• Aim: Rewrite the lines of the records starting at the line containing "Category: large pumpkin on pavement" and ending at the line containing "(1011, 610)", with "pale sky" changed to "cloudy sky" and everything else left the same.

• Data supplied:
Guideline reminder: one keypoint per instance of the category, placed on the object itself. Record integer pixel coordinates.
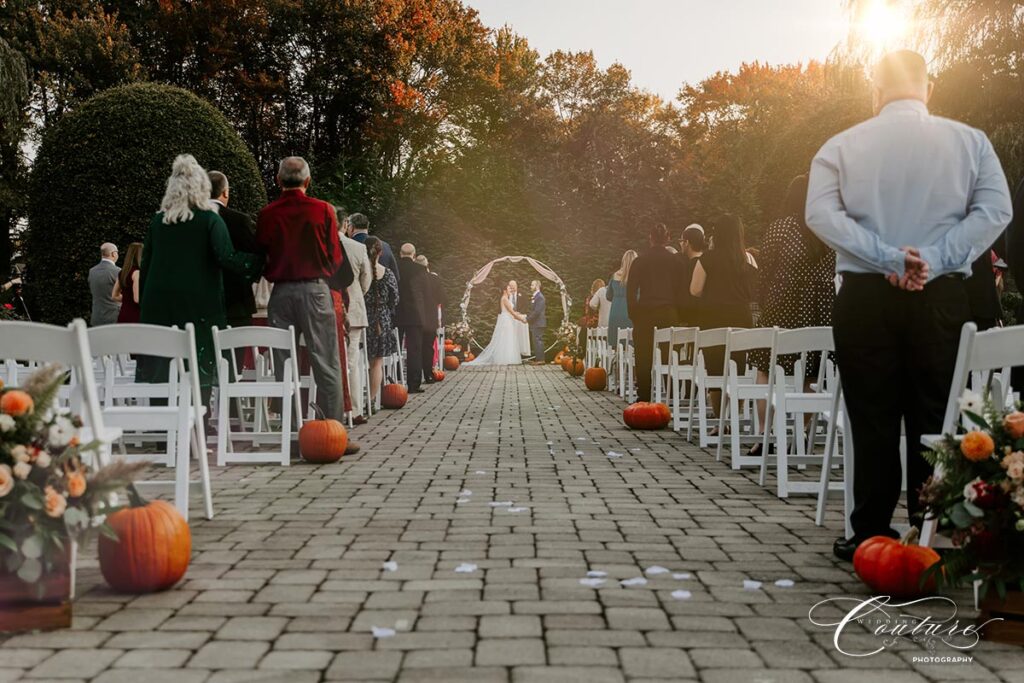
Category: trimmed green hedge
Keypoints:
(99, 174)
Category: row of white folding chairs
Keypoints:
(125, 408)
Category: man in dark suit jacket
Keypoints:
(538, 319)
(412, 316)
(240, 303)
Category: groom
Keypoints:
(538, 322)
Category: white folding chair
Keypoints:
(704, 383)
(983, 356)
(130, 408)
(682, 349)
(740, 396)
(790, 403)
(259, 390)
(659, 366)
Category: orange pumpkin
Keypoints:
(895, 567)
(153, 549)
(393, 396)
(643, 415)
(596, 379)
(15, 402)
(323, 441)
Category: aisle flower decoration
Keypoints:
(461, 332)
(978, 500)
(48, 494)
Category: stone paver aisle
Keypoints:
(492, 496)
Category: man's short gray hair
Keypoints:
(293, 172)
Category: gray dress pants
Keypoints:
(307, 305)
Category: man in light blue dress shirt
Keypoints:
(907, 200)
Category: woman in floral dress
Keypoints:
(381, 300)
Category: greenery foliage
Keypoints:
(100, 172)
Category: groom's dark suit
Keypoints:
(538, 322)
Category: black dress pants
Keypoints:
(644, 322)
(413, 338)
(896, 351)
(427, 354)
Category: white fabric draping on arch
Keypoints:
(541, 268)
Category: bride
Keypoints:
(504, 348)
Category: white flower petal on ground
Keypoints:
(638, 581)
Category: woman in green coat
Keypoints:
(186, 249)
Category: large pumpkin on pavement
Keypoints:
(895, 567)
(644, 415)
(153, 549)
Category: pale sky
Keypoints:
(668, 42)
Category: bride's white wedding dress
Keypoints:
(505, 347)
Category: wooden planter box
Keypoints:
(23, 609)
(1011, 610)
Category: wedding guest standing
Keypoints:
(126, 286)
(412, 316)
(619, 315)
(599, 302)
(382, 301)
(101, 280)
(240, 301)
(798, 284)
(356, 313)
(721, 285)
(360, 230)
(692, 244)
(908, 201)
(300, 237)
(653, 294)
(185, 252)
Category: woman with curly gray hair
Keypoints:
(186, 247)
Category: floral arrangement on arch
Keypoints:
(568, 336)
(978, 498)
(460, 333)
(48, 494)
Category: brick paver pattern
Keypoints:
(489, 498)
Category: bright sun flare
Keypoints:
(884, 24)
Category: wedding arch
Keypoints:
(541, 268)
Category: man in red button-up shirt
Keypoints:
(300, 237)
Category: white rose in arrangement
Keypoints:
(971, 401)
(22, 470)
(61, 431)
(19, 454)
(6, 480)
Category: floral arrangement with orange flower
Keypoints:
(978, 499)
(48, 494)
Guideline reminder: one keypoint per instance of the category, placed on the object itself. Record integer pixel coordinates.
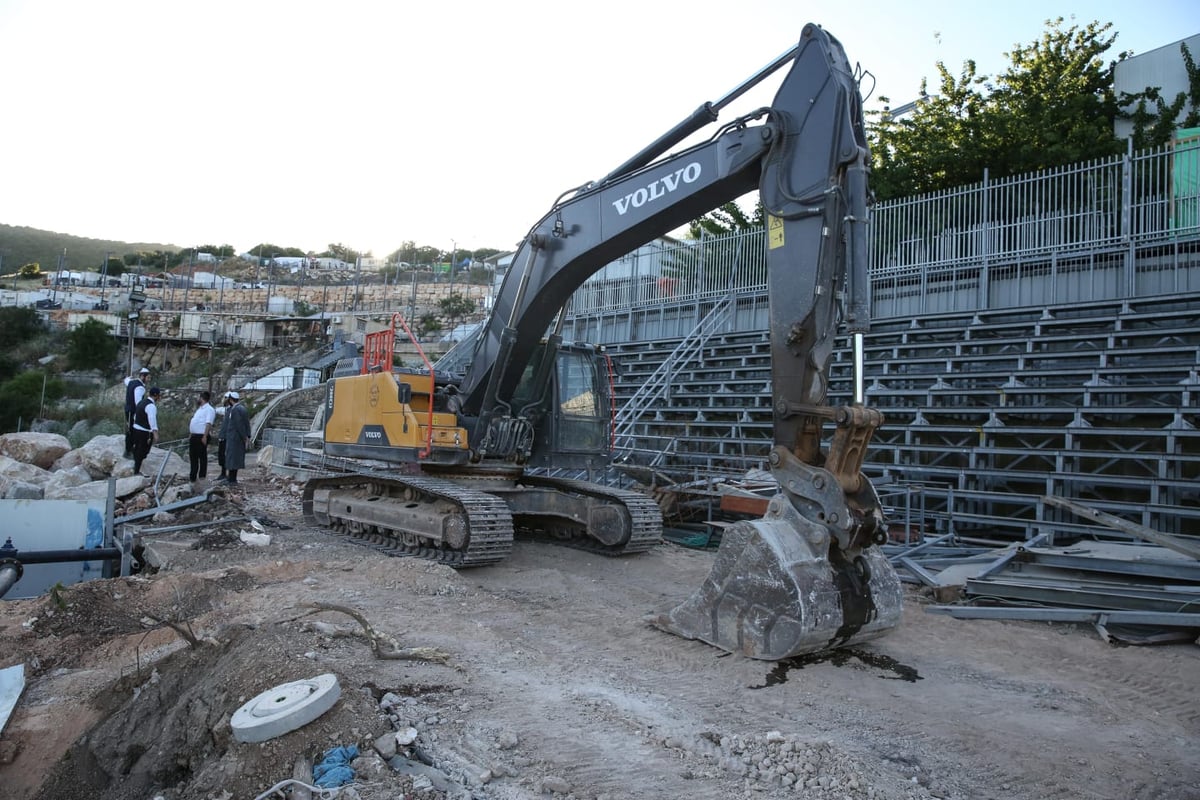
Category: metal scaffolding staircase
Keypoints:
(657, 386)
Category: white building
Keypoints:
(1163, 68)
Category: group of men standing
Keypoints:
(233, 431)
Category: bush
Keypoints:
(91, 346)
(21, 398)
(18, 325)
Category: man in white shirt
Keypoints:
(198, 432)
(145, 427)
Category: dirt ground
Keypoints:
(555, 685)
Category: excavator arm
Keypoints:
(809, 575)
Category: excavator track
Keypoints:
(645, 517)
(483, 522)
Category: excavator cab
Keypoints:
(574, 429)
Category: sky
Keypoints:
(454, 125)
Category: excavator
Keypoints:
(448, 464)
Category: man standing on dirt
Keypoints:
(145, 427)
(198, 432)
(135, 390)
(237, 437)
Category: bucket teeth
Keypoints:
(773, 594)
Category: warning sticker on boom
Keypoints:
(774, 232)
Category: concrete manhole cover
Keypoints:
(285, 708)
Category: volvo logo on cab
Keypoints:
(373, 434)
(659, 188)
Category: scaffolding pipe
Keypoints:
(10, 573)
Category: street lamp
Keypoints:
(136, 299)
(211, 326)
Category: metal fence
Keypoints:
(1111, 228)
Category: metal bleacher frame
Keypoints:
(1038, 335)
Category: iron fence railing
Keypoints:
(1110, 228)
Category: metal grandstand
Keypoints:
(1035, 335)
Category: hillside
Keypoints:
(21, 245)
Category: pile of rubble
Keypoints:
(45, 467)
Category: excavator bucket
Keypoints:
(777, 590)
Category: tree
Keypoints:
(727, 218)
(1054, 104)
(427, 325)
(942, 143)
(455, 306)
(21, 398)
(91, 346)
(18, 325)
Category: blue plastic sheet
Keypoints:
(334, 769)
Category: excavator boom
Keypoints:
(805, 577)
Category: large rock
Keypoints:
(105, 455)
(13, 489)
(99, 489)
(67, 461)
(39, 449)
(17, 470)
(67, 479)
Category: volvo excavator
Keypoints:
(445, 462)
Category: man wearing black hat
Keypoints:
(145, 427)
(237, 437)
(135, 390)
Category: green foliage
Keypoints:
(727, 218)
(21, 398)
(1054, 104)
(455, 306)
(91, 346)
(1155, 119)
(427, 325)
(18, 325)
(9, 367)
(23, 245)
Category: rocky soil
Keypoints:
(551, 685)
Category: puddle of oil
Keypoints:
(891, 668)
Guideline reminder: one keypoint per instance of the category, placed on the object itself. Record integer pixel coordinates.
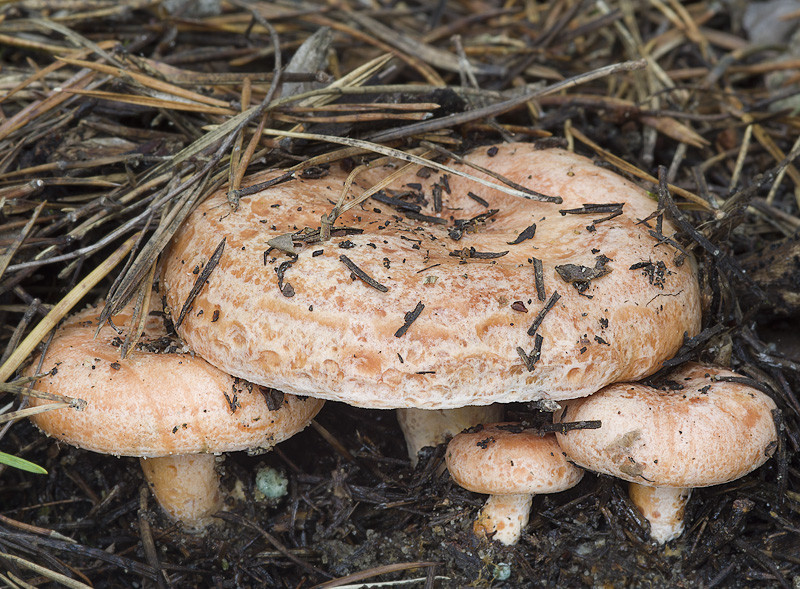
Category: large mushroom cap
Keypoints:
(706, 432)
(467, 311)
(505, 459)
(159, 401)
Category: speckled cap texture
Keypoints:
(158, 401)
(453, 316)
(707, 432)
(504, 459)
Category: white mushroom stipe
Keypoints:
(431, 427)
(662, 507)
(503, 517)
(186, 486)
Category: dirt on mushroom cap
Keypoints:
(503, 459)
(336, 337)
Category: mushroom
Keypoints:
(511, 464)
(172, 409)
(439, 293)
(697, 430)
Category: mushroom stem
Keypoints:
(186, 487)
(663, 507)
(503, 517)
(431, 427)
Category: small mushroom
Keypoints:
(168, 407)
(511, 464)
(697, 430)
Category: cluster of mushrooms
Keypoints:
(443, 297)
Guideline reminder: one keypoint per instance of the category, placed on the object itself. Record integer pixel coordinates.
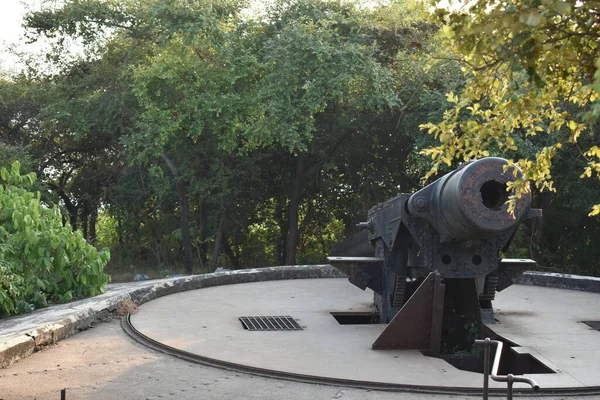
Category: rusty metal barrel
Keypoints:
(470, 202)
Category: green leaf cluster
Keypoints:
(41, 259)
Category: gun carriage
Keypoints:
(433, 257)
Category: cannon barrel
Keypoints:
(470, 202)
(434, 257)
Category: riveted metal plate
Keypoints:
(270, 323)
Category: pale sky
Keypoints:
(11, 33)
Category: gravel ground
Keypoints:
(104, 363)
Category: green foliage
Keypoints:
(532, 68)
(41, 260)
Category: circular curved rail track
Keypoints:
(170, 329)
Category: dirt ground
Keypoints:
(104, 363)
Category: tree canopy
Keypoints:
(531, 69)
(204, 134)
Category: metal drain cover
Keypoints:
(593, 324)
(268, 323)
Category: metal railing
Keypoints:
(510, 379)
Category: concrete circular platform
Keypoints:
(544, 322)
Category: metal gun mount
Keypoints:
(432, 257)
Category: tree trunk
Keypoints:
(233, 258)
(85, 212)
(182, 190)
(218, 240)
(185, 226)
(93, 220)
(294, 206)
(283, 229)
(203, 234)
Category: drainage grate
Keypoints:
(263, 323)
(593, 324)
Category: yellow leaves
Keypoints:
(562, 7)
(531, 18)
(594, 151)
(451, 98)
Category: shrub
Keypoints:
(41, 259)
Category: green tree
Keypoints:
(531, 68)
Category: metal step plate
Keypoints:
(270, 323)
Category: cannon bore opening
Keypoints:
(493, 194)
(356, 318)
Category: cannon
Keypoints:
(433, 257)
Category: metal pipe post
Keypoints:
(509, 382)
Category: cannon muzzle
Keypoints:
(470, 202)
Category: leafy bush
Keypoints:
(41, 259)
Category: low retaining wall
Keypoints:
(22, 335)
(560, 281)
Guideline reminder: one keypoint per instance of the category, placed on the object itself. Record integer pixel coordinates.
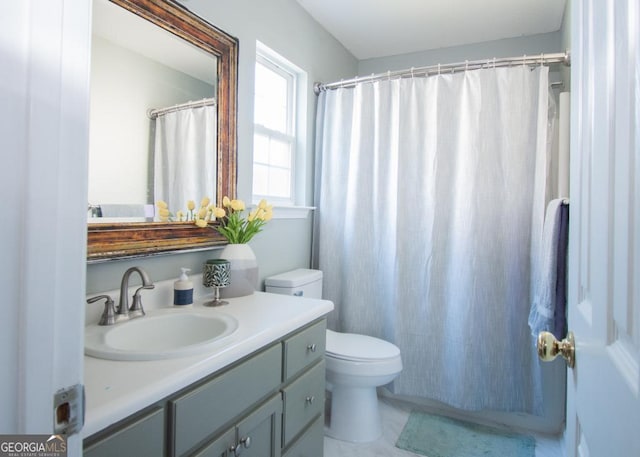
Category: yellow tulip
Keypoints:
(237, 205)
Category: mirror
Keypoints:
(119, 238)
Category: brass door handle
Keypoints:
(549, 348)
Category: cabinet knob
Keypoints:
(244, 443)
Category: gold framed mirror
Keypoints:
(129, 239)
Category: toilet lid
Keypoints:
(351, 346)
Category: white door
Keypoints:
(603, 405)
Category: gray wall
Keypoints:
(286, 28)
(508, 47)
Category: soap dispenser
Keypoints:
(183, 289)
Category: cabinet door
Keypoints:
(220, 447)
(204, 411)
(142, 437)
(304, 349)
(303, 401)
(259, 434)
(311, 443)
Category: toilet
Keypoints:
(355, 366)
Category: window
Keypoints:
(274, 138)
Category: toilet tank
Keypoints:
(301, 282)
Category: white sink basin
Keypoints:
(161, 334)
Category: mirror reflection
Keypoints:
(153, 118)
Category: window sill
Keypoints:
(292, 212)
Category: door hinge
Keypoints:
(68, 410)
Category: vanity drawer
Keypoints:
(303, 401)
(311, 443)
(202, 411)
(304, 348)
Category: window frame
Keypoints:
(292, 74)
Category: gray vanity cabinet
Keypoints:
(201, 412)
(141, 435)
(268, 404)
(303, 392)
(258, 435)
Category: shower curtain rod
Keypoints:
(540, 59)
(154, 113)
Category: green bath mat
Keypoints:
(436, 436)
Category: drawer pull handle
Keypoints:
(244, 443)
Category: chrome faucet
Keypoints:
(136, 310)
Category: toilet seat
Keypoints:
(359, 348)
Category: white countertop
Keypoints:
(115, 390)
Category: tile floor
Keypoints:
(394, 417)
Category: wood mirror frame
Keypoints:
(122, 240)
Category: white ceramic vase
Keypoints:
(244, 271)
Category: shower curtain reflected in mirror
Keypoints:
(185, 157)
(431, 196)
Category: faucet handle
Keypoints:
(136, 309)
(109, 314)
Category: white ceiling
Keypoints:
(377, 28)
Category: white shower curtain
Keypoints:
(431, 196)
(185, 156)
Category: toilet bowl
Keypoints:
(355, 366)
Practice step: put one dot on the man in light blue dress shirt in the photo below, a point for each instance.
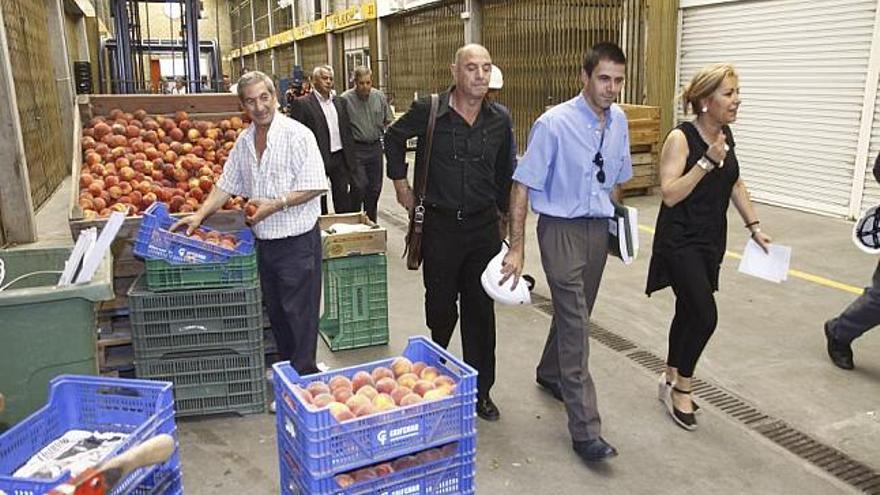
(577, 157)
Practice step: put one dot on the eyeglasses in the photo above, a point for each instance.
(599, 162)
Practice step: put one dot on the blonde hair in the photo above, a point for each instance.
(704, 83)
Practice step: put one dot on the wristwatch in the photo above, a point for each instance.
(705, 164)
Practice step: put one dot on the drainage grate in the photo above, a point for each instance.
(829, 459)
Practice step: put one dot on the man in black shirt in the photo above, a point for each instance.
(467, 192)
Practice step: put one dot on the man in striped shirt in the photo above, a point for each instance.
(276, 163)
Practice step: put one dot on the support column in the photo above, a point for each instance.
(191, 11)
(16, 204)
(473, 21)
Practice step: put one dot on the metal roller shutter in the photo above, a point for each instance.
(803, 67)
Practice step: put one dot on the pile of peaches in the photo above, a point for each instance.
(345, 480)
(131, 160)
(404, 383)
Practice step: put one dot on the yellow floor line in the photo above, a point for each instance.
(809, 277)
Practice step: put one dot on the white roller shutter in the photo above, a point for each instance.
(802, 66)
(871, 194)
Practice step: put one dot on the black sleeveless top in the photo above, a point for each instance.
(697, 225)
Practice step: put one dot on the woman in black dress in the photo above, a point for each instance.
(699, 176)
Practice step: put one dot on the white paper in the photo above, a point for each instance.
(84, 243)
(93, 257)
(771, 266)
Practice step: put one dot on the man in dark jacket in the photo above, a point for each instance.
(327, 117)
(468, 188)
(860, 316)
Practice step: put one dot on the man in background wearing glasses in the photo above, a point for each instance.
(577, 155)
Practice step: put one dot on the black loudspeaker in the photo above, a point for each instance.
(82, 77)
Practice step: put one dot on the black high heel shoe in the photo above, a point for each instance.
(688, 421)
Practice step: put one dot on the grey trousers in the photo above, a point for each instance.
(861, 315)
(573, 254)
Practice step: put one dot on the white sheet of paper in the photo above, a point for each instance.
(772, 266)
(92, 258)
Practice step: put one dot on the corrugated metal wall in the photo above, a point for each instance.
(421, 47)
(540, 45)
(38, 105)
(313, 52)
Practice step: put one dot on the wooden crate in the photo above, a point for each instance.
(200, 106)
(644, 135)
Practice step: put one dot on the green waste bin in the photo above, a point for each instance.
(45, 331)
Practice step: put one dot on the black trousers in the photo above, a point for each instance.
(340, 181)
(370, 159)
(290, 276)
(696, 314)
(455, 254)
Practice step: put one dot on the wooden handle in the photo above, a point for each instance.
(154, 451)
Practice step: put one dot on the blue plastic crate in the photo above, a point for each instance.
(326, 446)
(154, 241)
(137, 407)
(448, 475)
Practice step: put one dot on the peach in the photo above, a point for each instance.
(338, 409)
(405, 462)
(368, 391)
(356, 402)
(361, 379)
(429, 373)
(342, 394)
(339, 381)
(364, 474)
(381, 372)
(344, 480)
(364, 410)
(407, 380)
(410, 399)
(383, 402)
(304, 394)
(383, 469)
(399, 393)
(418, 366)
(318, 387)
(322, 400)
(386, 385)
(422, 386)
(401, 366)
(437, 393)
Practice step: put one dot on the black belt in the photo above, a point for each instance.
(458, 214)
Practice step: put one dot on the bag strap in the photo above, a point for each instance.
(421, 176)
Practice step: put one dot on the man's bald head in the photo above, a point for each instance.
(470, 48)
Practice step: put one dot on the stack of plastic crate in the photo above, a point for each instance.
(355, 302)
(139, 408)
(314, 449)
(196, 319)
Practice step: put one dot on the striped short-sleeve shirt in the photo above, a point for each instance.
(291, 162)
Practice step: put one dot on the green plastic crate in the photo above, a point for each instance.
(238, 271)
(194, 320)
(211, 382)
(355, 302)
(46, 331)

• Exercise answer:
Category: large pumpkin on pavement
Keypoints:
(895, 567)
(644, 415)
(153, 549)
Category: cloudy sky
Keypoints:
(668, 42)
Category: bride's white wedding dress
Keypoints:
(505, 347)
Category: wooden planter box
Keypoints:
(23, 609)
(1011, 610)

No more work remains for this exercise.